- Your task: Only an exact copy of every record counts as an answer.

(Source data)
# # #

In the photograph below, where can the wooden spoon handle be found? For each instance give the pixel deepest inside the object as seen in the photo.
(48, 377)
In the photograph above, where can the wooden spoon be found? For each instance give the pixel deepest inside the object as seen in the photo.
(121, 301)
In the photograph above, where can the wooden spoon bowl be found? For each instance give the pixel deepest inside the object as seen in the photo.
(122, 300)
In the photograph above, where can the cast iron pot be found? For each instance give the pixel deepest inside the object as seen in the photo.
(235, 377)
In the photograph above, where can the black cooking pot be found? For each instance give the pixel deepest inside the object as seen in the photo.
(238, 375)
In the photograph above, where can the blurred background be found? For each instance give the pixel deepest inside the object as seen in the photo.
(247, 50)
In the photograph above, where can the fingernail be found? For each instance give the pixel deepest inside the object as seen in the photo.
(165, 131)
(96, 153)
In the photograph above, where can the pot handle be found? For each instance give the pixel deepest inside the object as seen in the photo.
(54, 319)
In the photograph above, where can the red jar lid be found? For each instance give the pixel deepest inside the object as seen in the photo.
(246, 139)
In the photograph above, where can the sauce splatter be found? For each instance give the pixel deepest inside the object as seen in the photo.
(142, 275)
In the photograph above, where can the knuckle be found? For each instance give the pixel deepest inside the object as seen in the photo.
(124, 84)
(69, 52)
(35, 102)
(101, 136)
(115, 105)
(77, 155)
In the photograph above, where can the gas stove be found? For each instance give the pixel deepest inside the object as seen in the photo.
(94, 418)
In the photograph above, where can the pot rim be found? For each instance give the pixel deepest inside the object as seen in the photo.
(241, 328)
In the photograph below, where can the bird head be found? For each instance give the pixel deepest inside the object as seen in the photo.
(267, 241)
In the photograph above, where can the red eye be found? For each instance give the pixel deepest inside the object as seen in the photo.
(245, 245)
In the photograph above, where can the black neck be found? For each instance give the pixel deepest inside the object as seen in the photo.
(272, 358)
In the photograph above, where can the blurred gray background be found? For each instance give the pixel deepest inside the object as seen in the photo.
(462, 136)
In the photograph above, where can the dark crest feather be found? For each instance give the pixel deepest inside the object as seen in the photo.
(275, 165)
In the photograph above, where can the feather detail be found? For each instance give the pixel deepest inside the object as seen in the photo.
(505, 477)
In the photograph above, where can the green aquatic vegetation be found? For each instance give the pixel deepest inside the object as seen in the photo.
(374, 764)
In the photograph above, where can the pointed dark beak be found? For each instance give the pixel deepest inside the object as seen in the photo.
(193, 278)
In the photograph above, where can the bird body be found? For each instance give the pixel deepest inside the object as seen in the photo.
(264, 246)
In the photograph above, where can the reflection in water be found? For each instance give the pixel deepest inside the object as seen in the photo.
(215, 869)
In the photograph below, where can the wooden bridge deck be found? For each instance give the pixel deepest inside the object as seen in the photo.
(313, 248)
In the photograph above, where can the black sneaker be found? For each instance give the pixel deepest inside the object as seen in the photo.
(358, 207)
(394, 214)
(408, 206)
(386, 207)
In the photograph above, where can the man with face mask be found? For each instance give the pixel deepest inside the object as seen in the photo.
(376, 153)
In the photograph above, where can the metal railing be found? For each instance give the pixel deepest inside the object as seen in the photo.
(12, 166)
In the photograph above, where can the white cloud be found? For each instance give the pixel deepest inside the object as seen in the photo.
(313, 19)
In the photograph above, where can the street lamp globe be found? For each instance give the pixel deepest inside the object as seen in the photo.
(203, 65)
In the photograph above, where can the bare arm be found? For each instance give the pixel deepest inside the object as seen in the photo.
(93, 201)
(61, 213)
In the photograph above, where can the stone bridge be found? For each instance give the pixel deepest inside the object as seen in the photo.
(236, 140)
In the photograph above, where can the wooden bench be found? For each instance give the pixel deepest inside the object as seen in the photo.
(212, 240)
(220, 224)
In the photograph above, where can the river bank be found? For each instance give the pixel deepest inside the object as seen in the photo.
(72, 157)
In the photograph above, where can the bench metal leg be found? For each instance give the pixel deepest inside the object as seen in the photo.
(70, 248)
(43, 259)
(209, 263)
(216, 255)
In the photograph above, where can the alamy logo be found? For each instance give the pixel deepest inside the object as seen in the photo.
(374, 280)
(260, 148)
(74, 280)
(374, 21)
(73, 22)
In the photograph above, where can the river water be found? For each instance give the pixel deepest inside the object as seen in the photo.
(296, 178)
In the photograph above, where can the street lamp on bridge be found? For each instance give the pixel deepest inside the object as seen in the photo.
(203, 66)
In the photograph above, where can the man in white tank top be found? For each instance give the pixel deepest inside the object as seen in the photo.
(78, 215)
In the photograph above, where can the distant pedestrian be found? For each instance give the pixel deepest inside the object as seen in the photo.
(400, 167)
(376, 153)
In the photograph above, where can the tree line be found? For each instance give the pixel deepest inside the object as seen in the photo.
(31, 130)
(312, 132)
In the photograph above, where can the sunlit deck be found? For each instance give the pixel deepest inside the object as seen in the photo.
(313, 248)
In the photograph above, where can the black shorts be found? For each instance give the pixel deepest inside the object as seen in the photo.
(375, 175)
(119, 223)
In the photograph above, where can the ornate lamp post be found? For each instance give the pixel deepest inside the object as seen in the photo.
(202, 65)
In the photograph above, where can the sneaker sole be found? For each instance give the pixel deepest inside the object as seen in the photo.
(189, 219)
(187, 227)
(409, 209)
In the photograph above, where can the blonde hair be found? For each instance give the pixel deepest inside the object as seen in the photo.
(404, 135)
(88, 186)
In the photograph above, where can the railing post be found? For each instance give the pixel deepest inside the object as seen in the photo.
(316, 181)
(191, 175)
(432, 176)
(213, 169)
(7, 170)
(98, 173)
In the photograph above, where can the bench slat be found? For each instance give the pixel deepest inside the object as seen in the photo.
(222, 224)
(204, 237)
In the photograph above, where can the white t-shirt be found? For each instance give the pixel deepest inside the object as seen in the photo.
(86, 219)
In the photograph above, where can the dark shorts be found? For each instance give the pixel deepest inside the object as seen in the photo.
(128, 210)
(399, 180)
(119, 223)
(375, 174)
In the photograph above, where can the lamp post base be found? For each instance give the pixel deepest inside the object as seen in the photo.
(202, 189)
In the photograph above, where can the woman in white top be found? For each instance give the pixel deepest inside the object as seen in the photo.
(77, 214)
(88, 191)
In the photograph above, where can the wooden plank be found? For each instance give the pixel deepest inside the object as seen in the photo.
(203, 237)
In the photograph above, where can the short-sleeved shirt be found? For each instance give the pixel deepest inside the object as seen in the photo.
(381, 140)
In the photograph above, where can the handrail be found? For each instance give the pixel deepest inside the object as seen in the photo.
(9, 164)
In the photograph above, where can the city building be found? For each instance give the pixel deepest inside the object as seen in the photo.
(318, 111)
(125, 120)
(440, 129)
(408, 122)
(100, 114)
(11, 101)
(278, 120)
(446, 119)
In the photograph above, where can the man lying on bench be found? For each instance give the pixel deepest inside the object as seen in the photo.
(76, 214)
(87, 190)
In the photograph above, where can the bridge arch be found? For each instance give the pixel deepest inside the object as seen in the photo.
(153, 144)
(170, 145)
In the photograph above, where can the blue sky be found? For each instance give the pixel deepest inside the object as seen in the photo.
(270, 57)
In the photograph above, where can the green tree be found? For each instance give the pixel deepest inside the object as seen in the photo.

# # #

- Response:
In the photograph below, where can the wooden spoon handle be found? For each instance give the pixel deepest inside the object as seen in the photo.
(48, 377)
In the photograph above, where can the wooden spoon be found? For each instance give the pixel deepest inside the object as seen in the photo.
(121, 301)
In the photograph above, where can the wooden spoon bowl be found? For each instance give the pixel deepest inside the object as seen in the photo.
(122, 300)
In the photograph above, where can the cast iron pot be found? For each instance give the pixel deepest inside the object as seen in the photo.
(235, 377)
In the photograph above, where can the black cooking pot be found? For each instance give the pixel deepest inside the object as seen in the photo.
(238, 375)
In the photograph above, where can the blurred background be found? For each instance give the pixel deepest inside the object as seen in the photo.
(247, 50)
In the photograph above, where can the fingernail be found? For each instance give the pixel deepest inside the object as seen in the photo.
(165, 131)
(96, 153)
In the photograph above, where can the pot handle be found? For each instance give the pixel deepest inside the object as seen in the photo.
(54, 319)
In the photograph above, where can the red jar lid be found? For each instance give the pixel deepest inside the object as seen in the photo.
(246, 139)
In the photograph above, where can the sauce splatter be found? For each instance give the pixel deepest inside the object as seen in the photo.
(142, 275)
In the photograph above, where can the knuckle be found? For each instance give the pixel deepest inside the object as seen in the photo.
(124, 84)
(69, 52)
(35, 102)
(101, 136)
(115, 105)
(77, 155)
In the photograph above, where can the gas stove be found? For each instance give the pixel deepest inside the object as seen in the photo.
(94, 418)
In the photograph above, where can the pot rim be found? For each instance give the pixel deepest inside the object as seen in the photo.
(241, 328)
In the photograph below, where can the bird head be found? For each instance give the pixel deepest inside the object as seen in the photo.
(267, 241)
In the photograph above, where can the red eye be found? For each instance give the pixel deepest inside the object as seen in the photo.
(245, 245)
In the photograph above, where can the black neck be found? For each instance give the pixel deepest inside the object as seen in the photo.
(272, 358)
In the photograph above, where can the blurred gray background be found? For each instance give the pixel deepest inside the object as seen in the photo.
(462, 136)
In the photograph above, where can the dark crest feather be found? For each instance give the pixel deepest inside the object as seen in the photo.
(275, 165)
In the photograph above, where can the feather detail be found? For each instance give the pixel deepest inside the object as seen in the photo.
(505, 477)
In the photograph above, where can the green aquatic vegetation be found? For each instance give the pixel deepest inside the object as seen in the photo.
(374, 764)
In the photograph above, where can the pointed dark beak be found? For each instance give the pixel deepest inside the object as seen in the photo.
(193, 278)
In the photograph above, where can the bird body be found? For each instance give the pixel deepest inside the object as seen in the photo.
(264, 246)
In the photograph above, where can the reflection in water be found? For each instance give the pixel deepest inside the object as seen in the photo.
(215, 869)
In the photograph below, where can the wooden bridge deck be found? For each instance give the pixel deepest inside the object as seen in the photo.
(313, 248)
In the photograph above, where can the black sneaker be found? For each instance give the pixel deepest inside the object as seen in the photo.
(358, 207)
(394, 214)
(408, 206)
(386, 207)
In the photograph above, where can the man with face mask be found? For each instance give the pixel deepest inside the object as seen in the photo.
(376, 153)
In the photograph above, where can the metal railing be found? For each instance give the pixel deepest inside the object as seen in the photo.
(12, 166)
In the photograph above, where can the white cloud be found? For each instance give the pixel deepest inside the object as seen in the photo.
(313, 19)
In the photograph above, where can the street lamp globe be found? For each instance give the pixel deepest inside the object as seen in the photo.
(203, 65)
In the photograph above, where can the bare arm be found? For each instance give the pixel deepest inside the object as seen in the photo.
(93, 201)
(61, 213)
In the photograph above, where can the stone bridge be found? For each instance give the pixel deepest inside the object as seen in the photo.
(236, 140)
In the photograph above, where can the wooden bench be found? For each instance give the pixel deepest inside the object as seen in the photo.
(212, 240)
(220, 224)
In the photograph above, where can the river bank be found? For each instance give the pixel deepest inside the object as seen in the photo.
(72, 157)
In the photograph above, where can the bench metal leg be found? For each instance give the pixel deepest inside the object as seen in the photo.
(70, 248)
(43, 259)
(209, 263)
(216, 255)
In the photograph above, where can the alamy logo be found? For each instance give the pixel deepest inside the object as seen in the photo.
(374, 280)
(260, 148)
(74, 280)
(374, 21)
(73, 22)
In the photograph above, where can the river water be found? For each instance give the pixel deepest inside the object as seen in the photo.
(296, 178)
In the photograph above, where can the street lamp on bridge be found? For each instance give the pixel deepest inside the object as seen in the photo.
(203, 66)
In the photograph above, where can the man in white tank top be found? For each instance give the pixel deepest inside the object as seen in the photo.
(78, 215)
In the photograph above, where can the distant pedestrian be found? For each instance give the pixel deepest inside the object as seen in the photo.
(400, 167)
(376, 153)
In the photograph above, where can the tree line be found? For each instance give the pixel deepest inside the object as seen in the photo.
(31, 130)
(312, 132)
In the photograph above, where can the sunlit deck be found? For each instance give the pixel deepest inside the object as seen in the photo.
(313, 248)
In the photograph above, where can the black shorts be found? For each instance give the pixel deepest inside the object as seen in the photo.
(375, 175)
(119, 223)
In the photograph above, where can the ornate lamp post be found? For each instance give the pixel deepest inside the object as seen in the photo.
(202, 65)
In the photograph above, where can the sneaker sole be found? For each instance give the pixel deepest inside the object as seen in the photo.
(189, 219)
(187, 227)
(409, 209)
In the photograph above, where can the blonde hair be found? For each instance give the pixel deepest inside the object as seen in the photo.
(404, 135)
(88, 186)
In the photograph above, where can the railing post be found? For each instance give the pixel deepest inside the object as seen in the photo.
(316, 181)
(191, 175)
(432, 176)
(213, 169)
(7, 170)
(98, 173)
In the photograph above, where can the bench slat be found? For each instance give the pixel deepest inside the object as seen in the photo.
(222, 224)
(204, 237)
In the photograph above, where can the white t-shirt be found? For each instance give the pixel deepest inside the object as seen in the photo.
(86, 219)
In the photograph above, where can the dark shorts be found? For each instance give the pixel deepest inside the object as seen in the photo.
(128, 210)
(399, 180)
(119, 223)
(375, 174)
In the photograph above, where can the lamp post base be found? For each instance give the pixel deepest inside the object as seen in the photo.
(202, 189)
In the photograph above, where can the woman in white top be found? For each instance give the pixel deepest inside the object as seen in the photo.
(77, 214)
(88, 191)
In the photograph above, where can the wooden plank be found? For each instance give the pixel deepest inside the object as seen in the photo.
(203, 237)
In the photograph above, where can the short-sleeved shirt be found? For each instance give the pixel deepest inside the object as seen in the photo.
(381, 140)
In the photograph above, where can the handrail be found? For each instance give the pixel deepest inside the object as seen in the photo.
(9, 164)
In the photograph above, where can the city building be found? For each instance give the pixel deepest inside the object as seen in the photo.
(318, 111)
(125, 120)
(440, 129)
(408, 122)
(100, 114)
(11, 101)
(278, 120)
(446, 119)
In the photograph above, where can the man lying on bench be found? For each instance give the pixel deepest inside the object as seen in the photo.
(76, 214)
(87, 190)
In the photograph above, where can the bridge arch be found? For each instance give the pixel deepest inside the object as seen in the photo.
(153, 144)
(170, 145)
In the photograph above, where can the blue sky be found? For each instance give the pixel deepest inside the object as seen in the photo.
(270, 57)
In the photograph above, where can the green tree be found? For each instance give the pixel deepest inside the object as seen in the photo.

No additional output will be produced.